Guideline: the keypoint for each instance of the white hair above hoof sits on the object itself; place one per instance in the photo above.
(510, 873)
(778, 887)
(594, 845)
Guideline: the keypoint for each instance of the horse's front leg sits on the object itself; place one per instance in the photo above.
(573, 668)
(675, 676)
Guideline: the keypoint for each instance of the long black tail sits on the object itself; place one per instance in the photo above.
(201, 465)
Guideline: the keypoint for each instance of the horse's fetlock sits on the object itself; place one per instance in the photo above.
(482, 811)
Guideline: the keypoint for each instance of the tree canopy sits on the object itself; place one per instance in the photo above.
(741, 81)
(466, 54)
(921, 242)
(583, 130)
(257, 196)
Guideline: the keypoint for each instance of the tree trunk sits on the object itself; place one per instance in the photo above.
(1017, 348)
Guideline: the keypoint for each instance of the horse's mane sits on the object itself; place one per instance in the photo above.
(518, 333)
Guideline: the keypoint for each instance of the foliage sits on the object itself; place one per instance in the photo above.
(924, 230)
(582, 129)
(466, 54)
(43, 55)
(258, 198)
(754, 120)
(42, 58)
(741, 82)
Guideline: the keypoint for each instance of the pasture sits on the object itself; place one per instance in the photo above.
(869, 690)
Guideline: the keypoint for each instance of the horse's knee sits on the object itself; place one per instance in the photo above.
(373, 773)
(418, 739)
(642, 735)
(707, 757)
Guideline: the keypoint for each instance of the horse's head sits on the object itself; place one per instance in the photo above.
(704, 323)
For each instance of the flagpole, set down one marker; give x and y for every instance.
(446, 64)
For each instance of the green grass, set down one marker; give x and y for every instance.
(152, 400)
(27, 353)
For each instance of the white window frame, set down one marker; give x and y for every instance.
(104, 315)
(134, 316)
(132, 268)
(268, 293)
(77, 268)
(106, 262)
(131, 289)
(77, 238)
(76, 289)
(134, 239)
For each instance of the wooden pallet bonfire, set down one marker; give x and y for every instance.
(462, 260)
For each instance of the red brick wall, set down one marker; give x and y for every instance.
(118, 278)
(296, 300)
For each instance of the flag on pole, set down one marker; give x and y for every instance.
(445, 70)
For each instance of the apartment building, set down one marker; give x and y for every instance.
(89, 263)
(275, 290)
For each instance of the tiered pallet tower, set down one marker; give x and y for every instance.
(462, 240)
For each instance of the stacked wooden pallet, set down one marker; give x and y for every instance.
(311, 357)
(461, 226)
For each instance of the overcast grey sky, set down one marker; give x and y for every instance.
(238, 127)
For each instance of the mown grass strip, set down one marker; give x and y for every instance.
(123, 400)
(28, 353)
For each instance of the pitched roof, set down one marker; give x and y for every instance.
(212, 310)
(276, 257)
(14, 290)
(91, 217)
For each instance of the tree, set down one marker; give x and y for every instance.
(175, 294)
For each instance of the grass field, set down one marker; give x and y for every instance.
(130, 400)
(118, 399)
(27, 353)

--*--

EXERCISE REQUIREMENTS - Starting at the line that contains "For each instance of the flagpole, set", print every line through the end of the listing, word for word. Leave out all the rest.

EXERCISE RESPONSE -
For each instance of the flagpole, set down one marker; give x and y for every instance.
(446, 64)
For each instance of the green grass, set down one marker; give x and y for every instance.
(152, 400)
(27, 353)
For each instance of the white window frame, set down one marker; give x and y for every instance.
(104, 315)
(134, 316)
(132, 268)
(268, 293)
(77, 268)
(106, 262)
(131, 289)
(77, 238)
(76, 289)
(134, 239)
For each instance of the wooden pallet bonfire, set down one marker; give x and y for every instance.
(462, 260)
For each instance of the red brick wall, set down one marker; give x and y for every instance.
(118, 278)
(296, 300)
For each instance of the flag on pole, set down one marker; give x and y for every instance.
(445, 70)
For each instance of the apartment building, set down one marker; give x and y for every instance.
(89, 263)
(275, 290)
For each instance of the tiered pallet tower, set down one marker; give x and y for every instance.
(462, 240)
For each instance of the stacked wooden pallet, set down one marker; give x and y for every instance.
(311, 357)
(461, 226)
For each instance of the overcast grey sky, set down one marker; give x and y for every instance.
(238, 127)
For each instance of the mown grass strip, set down one marker; give x and y for every instance.
(123, 400)
(28, 353)
For each instance of the pitched roof, set down one marker; give x and y for every instance.
(212, 310)
(276, 257)
(14, 290)
(91, 217)
For each instance of the tree, set down one marker; give x and y for every instance.
(175, 294)
For each instance of the grass field, set down one marker; give x and y for every instance.
(130, 400)
(118, 399)
(27, 353)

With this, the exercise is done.